++++ Data for analysis ++++

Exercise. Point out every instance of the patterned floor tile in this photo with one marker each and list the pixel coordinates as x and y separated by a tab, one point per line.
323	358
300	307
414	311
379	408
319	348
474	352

++++

A word-for-word copy of the data is what should be returned.

*Solution for this problem*.
Exercise. Point out every instance of the patterned floor tile in this photo with one marker each and list the pixel coordinates as x and y separated by a tab, one point per line.
323	358
300	307
414	311
379	408
319	348
474	352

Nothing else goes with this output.